Extracted material =>
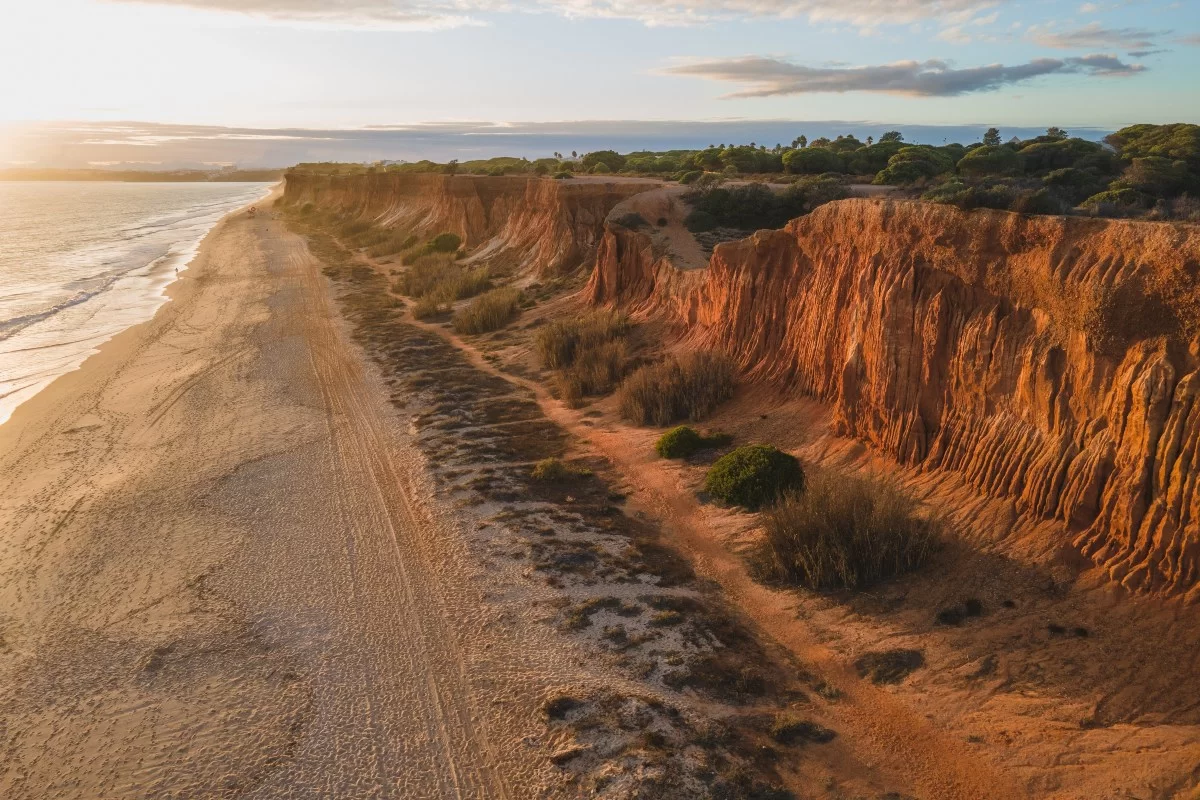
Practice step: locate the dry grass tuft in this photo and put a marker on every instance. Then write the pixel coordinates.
(489, 312)
(689, 388)
(846, 533)
(591, 354)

Required work => All of the entries need to be retyped word for word, pictures excluded.

Answer area =>
Practice step: locate the dry grass tuft in this photo and put a marker on every instance. Then write the pixel coordinates.
(489, 312)
(689, 388)
(846, 533)
(591, 354)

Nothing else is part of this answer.